▶ _What you will do_
Copy the records below, switching every "gets a single dot" to "receives one point" and leaving all other text as it is.

Records
###

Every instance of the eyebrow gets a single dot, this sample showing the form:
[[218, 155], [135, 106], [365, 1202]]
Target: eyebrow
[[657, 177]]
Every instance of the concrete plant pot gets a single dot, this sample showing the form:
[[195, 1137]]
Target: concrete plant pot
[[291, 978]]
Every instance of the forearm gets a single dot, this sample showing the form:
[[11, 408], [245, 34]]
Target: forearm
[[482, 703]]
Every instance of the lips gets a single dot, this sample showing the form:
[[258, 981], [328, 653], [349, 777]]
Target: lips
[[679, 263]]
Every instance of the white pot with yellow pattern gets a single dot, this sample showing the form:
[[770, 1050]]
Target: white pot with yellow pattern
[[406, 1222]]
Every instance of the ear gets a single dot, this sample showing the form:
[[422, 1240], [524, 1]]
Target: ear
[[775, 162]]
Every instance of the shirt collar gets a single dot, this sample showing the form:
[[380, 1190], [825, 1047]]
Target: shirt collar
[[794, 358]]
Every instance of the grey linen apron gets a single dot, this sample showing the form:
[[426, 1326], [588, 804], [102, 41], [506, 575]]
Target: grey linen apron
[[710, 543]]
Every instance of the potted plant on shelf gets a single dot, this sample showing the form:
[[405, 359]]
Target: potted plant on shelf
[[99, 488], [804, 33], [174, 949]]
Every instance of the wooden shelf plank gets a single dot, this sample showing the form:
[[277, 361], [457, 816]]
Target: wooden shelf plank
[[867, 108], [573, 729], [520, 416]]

###

▶ _The response_
Every instance of the eyebrow receives one point, this sample showing the form:
[[218, 155], [135, 106], [365, 1202]]
Target: eyebrow
[[657, 177]]
Every instance of the concrete plant pot receives one point, this sample showing the form:
[[195, 1137]]
Target: concrete plant pot
[[291, 978]]
Every instance of the forearm receives one point, this sample showing the form:
[[11, 408], [245, 34]]
Target: forearm
[[482, 703]]
Every instance of the lips receives one point, this sample showing the form:
[[258, 981], [328, 653], [349, 777]]
Target: lips
[[679, 263]]
Every instance of the white pot with yellow pattern receives one point, this sample showing the form:
[[770, 1050]]
Target: white pot with yellow pattern
[[406, 1222]]
Every instance of the ear receives one point, this sample showing the form:
[[422, 1240], [524, 1]]
Target: ear
[[775, 162]]
Every instance of the shirt collar receives one point, this sample showing the form:
[[380, 1190], [825, 1047]]
Target: shirt collar
[[794, 358]]
Every instance of the grey linen apron receives one point, this sample showing the form:
[[426, 1326], [588, 804], [102, 41], [506, 575]]
Target: grey linen apron
[[710, 543]]
Every instance of the potted plant on shelf receives one point, this sample showing the form:
[[405, 359]]
Target: potted plant on shelf
[[99, 488], [804, 33], [174, 949]]
Every instance of the wooden shelf plank receives one point, this sample showing the form:
[[277, 361], [457, 816]]
Target: wooden shelf plank
[[867, 108], [573, 729], [520, 416]]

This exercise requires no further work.